#### Problem description
Would you echo the listing below word for word, leaving out the pictures?

#### Given records

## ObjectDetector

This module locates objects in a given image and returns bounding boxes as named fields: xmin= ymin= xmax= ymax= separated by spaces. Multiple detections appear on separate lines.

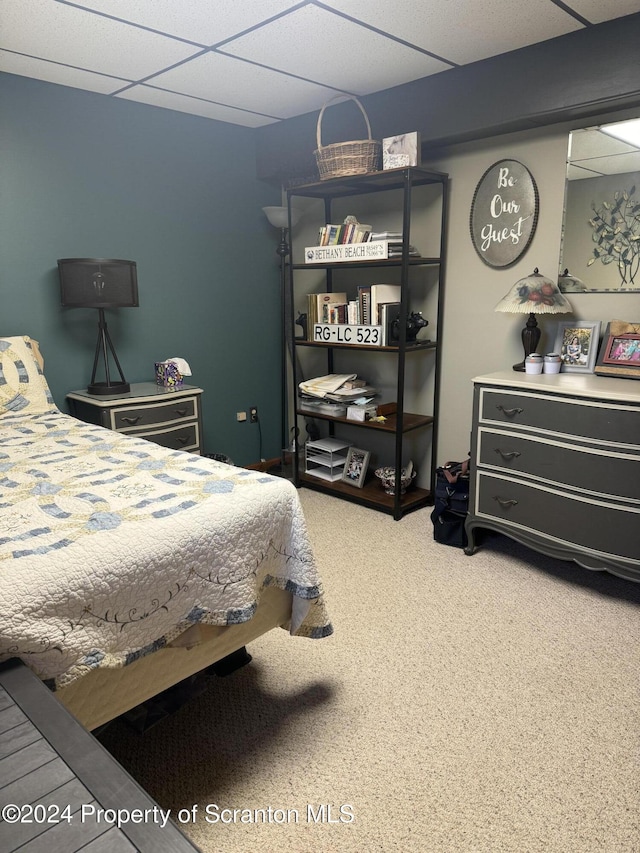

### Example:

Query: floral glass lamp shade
xmin=494 ymin=267 xmax=572 ymax=371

#### Solution for this exercise
## ObjectDetector

This module locates objects in a given image and returns bounding boxes as named fields: xmin= ymin= xmax= ymax= separated by spaces. Multiple detections appear on separate lines.


### Example:

Query: floral glass lamp shade
xmin=494 ymin=267 xmax=572 ymax=371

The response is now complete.